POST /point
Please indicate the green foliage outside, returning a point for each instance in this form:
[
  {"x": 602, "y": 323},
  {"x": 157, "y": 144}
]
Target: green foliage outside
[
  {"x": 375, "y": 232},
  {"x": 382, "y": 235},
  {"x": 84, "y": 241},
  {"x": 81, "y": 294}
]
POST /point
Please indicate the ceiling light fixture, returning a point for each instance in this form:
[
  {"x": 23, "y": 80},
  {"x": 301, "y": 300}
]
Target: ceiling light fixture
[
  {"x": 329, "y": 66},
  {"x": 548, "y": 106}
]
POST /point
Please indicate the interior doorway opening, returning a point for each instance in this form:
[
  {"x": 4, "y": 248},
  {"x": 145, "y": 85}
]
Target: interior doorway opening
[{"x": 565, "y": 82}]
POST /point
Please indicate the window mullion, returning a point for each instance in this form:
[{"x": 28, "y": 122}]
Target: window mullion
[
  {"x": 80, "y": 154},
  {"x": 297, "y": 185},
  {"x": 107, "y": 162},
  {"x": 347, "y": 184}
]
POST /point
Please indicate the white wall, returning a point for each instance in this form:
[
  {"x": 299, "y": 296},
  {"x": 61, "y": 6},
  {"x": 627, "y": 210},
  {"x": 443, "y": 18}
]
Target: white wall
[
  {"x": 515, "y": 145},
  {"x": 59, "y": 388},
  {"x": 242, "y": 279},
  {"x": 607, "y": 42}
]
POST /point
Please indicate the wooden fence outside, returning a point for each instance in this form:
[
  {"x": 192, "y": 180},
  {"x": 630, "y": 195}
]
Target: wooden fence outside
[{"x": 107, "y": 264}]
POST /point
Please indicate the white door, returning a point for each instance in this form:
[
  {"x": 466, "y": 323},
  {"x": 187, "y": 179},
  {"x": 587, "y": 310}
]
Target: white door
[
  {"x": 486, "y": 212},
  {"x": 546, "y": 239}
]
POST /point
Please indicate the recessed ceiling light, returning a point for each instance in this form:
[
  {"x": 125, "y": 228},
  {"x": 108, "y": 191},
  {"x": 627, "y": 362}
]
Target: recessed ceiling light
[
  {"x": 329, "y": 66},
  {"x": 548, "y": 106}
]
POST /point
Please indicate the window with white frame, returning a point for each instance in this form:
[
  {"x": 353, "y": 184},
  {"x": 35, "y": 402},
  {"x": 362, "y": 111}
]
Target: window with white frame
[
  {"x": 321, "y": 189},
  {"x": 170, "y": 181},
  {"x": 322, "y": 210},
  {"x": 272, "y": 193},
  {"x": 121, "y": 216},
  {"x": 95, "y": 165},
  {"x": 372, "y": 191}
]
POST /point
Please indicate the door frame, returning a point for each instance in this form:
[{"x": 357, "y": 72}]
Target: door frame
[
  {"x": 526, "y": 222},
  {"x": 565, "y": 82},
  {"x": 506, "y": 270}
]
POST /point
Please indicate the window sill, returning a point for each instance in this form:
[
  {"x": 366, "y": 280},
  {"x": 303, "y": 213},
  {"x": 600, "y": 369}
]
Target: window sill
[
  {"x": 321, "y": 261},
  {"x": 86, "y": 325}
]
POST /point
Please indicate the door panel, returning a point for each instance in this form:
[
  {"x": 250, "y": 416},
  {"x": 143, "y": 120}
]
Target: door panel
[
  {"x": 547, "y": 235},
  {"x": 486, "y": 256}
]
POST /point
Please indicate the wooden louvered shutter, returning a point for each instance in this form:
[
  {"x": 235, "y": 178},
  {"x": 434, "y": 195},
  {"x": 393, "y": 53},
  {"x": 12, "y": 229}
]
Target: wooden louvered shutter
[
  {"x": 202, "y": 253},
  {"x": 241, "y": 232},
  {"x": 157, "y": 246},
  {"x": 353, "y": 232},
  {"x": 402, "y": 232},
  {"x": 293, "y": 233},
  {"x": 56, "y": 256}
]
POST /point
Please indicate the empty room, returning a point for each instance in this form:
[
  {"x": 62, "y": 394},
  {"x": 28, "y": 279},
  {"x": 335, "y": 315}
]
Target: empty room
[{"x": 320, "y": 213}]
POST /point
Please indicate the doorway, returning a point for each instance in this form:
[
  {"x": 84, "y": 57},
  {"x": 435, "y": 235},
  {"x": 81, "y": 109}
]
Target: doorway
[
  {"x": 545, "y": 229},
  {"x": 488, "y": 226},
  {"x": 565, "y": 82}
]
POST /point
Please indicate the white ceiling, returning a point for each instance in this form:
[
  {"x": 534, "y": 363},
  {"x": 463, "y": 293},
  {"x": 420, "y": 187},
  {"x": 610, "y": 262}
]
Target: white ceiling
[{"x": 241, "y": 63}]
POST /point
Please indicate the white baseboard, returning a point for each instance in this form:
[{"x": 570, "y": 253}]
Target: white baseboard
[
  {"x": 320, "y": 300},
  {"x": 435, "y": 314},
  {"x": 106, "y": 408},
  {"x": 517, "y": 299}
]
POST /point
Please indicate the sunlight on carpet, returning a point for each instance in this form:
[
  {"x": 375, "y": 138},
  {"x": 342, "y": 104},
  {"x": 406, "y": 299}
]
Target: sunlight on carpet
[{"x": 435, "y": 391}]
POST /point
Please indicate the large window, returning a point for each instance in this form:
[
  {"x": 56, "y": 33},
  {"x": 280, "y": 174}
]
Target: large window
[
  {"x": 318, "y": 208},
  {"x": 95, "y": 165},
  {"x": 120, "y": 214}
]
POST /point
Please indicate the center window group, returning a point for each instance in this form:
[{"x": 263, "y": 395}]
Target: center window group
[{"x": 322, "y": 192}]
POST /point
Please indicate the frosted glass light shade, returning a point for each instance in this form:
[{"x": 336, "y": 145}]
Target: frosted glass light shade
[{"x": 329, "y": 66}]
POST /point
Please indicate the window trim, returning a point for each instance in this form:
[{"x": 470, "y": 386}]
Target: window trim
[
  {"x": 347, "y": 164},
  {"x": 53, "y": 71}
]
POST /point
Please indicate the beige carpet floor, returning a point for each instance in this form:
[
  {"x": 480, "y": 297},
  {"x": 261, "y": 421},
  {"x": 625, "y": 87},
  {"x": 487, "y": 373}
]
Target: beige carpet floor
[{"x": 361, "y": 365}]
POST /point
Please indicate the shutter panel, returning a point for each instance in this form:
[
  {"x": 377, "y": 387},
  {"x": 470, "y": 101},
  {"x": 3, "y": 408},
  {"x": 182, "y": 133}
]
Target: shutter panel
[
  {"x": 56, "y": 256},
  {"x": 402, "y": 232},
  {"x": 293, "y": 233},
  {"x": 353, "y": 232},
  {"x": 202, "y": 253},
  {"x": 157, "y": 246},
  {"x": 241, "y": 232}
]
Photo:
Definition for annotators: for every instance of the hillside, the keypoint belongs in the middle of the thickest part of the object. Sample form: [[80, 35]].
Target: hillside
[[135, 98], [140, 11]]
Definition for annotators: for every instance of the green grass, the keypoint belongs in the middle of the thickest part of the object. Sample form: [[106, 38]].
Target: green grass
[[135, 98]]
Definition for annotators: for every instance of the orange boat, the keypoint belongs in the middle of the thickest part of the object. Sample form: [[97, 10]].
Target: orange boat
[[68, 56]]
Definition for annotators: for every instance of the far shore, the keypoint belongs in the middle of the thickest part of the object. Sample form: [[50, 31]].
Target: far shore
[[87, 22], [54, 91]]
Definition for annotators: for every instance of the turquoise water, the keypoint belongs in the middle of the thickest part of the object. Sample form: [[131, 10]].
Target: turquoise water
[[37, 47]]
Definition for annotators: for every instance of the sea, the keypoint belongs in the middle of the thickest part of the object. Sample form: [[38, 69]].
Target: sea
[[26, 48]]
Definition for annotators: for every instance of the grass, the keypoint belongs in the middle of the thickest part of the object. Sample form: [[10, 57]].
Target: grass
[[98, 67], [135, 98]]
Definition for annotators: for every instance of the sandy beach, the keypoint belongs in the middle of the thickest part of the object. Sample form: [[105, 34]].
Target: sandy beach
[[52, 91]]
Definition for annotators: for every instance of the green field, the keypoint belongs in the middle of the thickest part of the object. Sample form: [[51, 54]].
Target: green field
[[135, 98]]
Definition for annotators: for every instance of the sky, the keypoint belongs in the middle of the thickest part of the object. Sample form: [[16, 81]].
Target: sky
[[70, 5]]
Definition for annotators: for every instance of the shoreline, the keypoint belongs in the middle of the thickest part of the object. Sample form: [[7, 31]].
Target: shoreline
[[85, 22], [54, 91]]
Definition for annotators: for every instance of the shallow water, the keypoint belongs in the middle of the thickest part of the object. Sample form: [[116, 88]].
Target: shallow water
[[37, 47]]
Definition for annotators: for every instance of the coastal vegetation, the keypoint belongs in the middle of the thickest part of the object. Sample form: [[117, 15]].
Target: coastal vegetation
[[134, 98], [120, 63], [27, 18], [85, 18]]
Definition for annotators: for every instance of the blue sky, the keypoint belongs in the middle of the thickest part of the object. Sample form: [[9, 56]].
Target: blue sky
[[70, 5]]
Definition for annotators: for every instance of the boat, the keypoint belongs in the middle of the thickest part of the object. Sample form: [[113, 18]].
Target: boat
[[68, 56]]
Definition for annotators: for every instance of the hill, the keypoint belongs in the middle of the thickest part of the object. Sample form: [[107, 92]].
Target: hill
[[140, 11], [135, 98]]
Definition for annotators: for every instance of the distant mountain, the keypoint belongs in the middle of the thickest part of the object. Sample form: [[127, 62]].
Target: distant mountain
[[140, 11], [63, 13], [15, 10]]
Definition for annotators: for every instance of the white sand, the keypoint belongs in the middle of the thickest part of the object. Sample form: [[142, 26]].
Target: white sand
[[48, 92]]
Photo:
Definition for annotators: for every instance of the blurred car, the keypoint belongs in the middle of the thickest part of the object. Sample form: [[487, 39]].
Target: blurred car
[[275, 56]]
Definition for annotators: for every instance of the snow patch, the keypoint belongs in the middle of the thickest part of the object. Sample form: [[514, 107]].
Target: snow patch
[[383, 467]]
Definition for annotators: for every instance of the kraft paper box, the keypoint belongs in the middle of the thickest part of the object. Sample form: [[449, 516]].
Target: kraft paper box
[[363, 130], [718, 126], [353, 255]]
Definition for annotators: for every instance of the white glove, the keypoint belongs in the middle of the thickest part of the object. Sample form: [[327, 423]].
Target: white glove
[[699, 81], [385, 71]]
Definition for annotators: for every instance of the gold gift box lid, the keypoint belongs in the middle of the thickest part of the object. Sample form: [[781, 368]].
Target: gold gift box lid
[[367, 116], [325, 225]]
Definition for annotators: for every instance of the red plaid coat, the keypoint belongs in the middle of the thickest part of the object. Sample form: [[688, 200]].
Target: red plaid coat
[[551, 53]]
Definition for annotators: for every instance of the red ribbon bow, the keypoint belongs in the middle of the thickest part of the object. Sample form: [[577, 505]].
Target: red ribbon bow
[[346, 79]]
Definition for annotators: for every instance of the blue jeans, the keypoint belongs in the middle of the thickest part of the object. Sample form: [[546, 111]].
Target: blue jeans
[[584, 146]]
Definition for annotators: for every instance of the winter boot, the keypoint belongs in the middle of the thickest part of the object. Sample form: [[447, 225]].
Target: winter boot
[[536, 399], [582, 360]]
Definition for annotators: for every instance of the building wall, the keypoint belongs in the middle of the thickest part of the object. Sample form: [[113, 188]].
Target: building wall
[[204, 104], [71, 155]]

======

Beginning with the line that holds "Definition for annotators: for every instance of the blurred" and ending with the last line of the material, output each line exactly and nothing beyond them.

Definition for annotators: for every instance of the blurred car, the keypoint belongs in the middle of the thickest part of the object. Sample form: [[487, 39]].
Target: blurred car
[[275, 56]]
Definition for annotators: for every instance of the snow patch, the keypoint belongs in the middle of the thickest part of the object. Sample form: [[514, 107]].
Target: snow patch
[[383, 467]]
Definition for annotators: for every instance of the kraft paper box, the keypoint belongs in the middle of the thickest part of the object. Sample form: [[449, 516]].
Target: kraft paper box
[[363, 130], [718, 126], [353, 255]]
Definition for annotators: for every instance of the white glove, the keypoint belongs in the middle of the thickest part of the object. Sample form: [[327, 423]].
Target: white glove
[[699, 81], [385, 71]]
Definition for annotators: for every instance of the gold gift box lid, the keypoint belongs in the middle of the thickest part of the object. Sample form: [[781, 368]].
Target: gold gift box lid
[[367, 116], [325, 225]]
Definition for annotators: for every instance of the red plaid coat, the keypoint belongs in the middle of the thickest part of the object. Sample form: [[688, 200]].
Target: red plaid coat
[[551, 53]]
Definition for annotators: for every instance of the red ribbon bow, the keypoint belongs in the middle of the thickest part of the object. Sample form: [[577, 505]].
Target: red ribbon bow
[[346, 79]]
Definition for annotators: for every instance of the blue jeans, the keypoint belongs in the middle of the thickest part of the object. Sample form: [[546, 111]].
Target: blue jeans
[[584, 146]]
Definition for annotators: for every instance of the winter boot, the keypoint belongs in the middle of the thickest part of the object. Sample form: [[447, 225]].
Target: winter boot
[[536, 399], [582, 360]]
Definition for annotators: for every instance of the building wall, the keypoint belongs in the middle of the thickest part of the object. Sample form: [[113, 188]].
Target: building wall
[[204, 104], [71, 155]]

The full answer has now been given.